═══ SOURCE
Although Bass has claimed Mississippi as home for all 25 years of his life, Mississippi does not claim him, at least when talking about human rights such as adoption, marriage or even divorce.

"There's really just no laws protecting us as people," said Hattiesburg resident Justin Bentley. "It's like we're aliens or something."

Mississippi joins 35 other states that ban same-sex marriage. According to a 2013 Gallup poll, 53 percent of Americans think it should be legal for the 3.5% part of the population that identifies as LGBT. But when looking at our own congressmen to pave that path, one of them has been vocal about being opposed to same-sex marriage. After Queen Latifah married both gay and straight couples at this year's Grammy's, Congressman Steven Palazzo posted the following status to his Facebook page: "Unfortunately, Hollywood doesn't value the same conservative beliefs we do in Mississippi." But Bass said he still has hope for his state.

"I think if we stick around instead of trying to run away from it, we can help further the state, and we can help change those views," said Bass. "Because people in my generation are progressing on that a lot, a lot more so than the older people are."

Bentley, who identifies as gender-queer, is also a drag queen.

"I just like to see people smile and be happy," said Bentley while preparing for a performance at an undisclosed Hattiesburg bar. "I think doing awesome stuff like that, and shocking them and doing different things, I just get a thrill from that."

Bentley said growing up in Mississippi was not always easy, and even though his passions are the performing arts, he tried to fit in by doing statistics for the football team.

"Kids are hateful," he said. "It's sad."

But as he has grown comfortable with himself, Bentley said he sees opportunity in talking about his sexuality.

"I don't get offended being asked about it. I like giving people knowledge," he said."I'll have kids at work all the time ask me if I'm a boy or a girl, and I'll tell them I'm a boy, I just like to be pretty."

When asked if he is proud to be from a state that does not recognize him like other residents, Bentley hesitated to answer.

"It's hard to say right now," he said. "I mean, I love this place. I do. Even though it's hard sometimes, but I don't know."

As for Bass, he is proud to call Mississippi home in light of what he sees as growth opportunities.

"Mississippi is my state, just as much as anyone else's," he said.

Both Bass and Bentley have struggled with the pressures of society, particularly the church, when making their sexuality public knowledge.

"It kind of makes me irate when someone tells me they can fix me," said Bass. "I'm not broken."

"It's just something different goes through people's minds here," said Bentley. "I guess just because it's not as common."

And while Bass is comfortable in his skin now, it wasn't an easy road to get to where he is. But, legally recognized by his home state or not, it's his happiness that is not defined by law.

"I mean, it's kind of hurtful, but I guess after a while, you kind of get used to it," he said. "You try to keep a smile on your face and keep going with your life because you can't let those types of things affect you."
══════
=== LIST OF TASKS ===
A) For the article on LGBT residents of Mississippi, state whether each statement agrees with the text. Answer yes or no for each, and quote the deciding words. (i) Mississippi is one of thirty-six states that ban same-sex marriage. (ii) Bentley kept statistics for the basketball team while growing up. (iii) Bentley answered at once when asked whether he is proud to be from Mississippi.
B) Summarize the article on LGBT residents of Mississippi in two sentences.
═══ EXCERPTED RECORDS
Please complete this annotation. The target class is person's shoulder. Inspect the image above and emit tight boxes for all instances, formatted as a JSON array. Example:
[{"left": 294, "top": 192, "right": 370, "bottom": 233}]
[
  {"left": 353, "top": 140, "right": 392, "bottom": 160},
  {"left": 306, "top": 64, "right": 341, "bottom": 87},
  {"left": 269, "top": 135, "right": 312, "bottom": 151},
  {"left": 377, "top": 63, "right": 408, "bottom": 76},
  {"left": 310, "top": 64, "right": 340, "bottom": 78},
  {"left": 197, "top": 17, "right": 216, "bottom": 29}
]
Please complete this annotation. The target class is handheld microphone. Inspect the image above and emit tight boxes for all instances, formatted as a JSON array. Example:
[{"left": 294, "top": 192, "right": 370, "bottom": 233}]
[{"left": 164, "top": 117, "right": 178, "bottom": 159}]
══════
=== ANSWERS TO THE EXERCISES ===
A)
(i) Yes: "Mississippi joins 35 other states that ban same-sex marriage."
(ii) No: "he tried to fit in by doing statistics for the football team."
(iii) No: "Bentley hesitated to answer."

B) Mississippi bans same-sex marriage and does not recognize Bass and Bentley in matters such as adoption, marriage or divorce, and Congressman Steven Palazzo has been vocal about opposing same-sex marriage. Bass hopes his generation can help change the state's views and is proud to call Mississippi home, while Bentley, a gender-queer drag queen, hesitated when asked whether he is proud of the state, and both have struggled with social pressures, particularly from the church.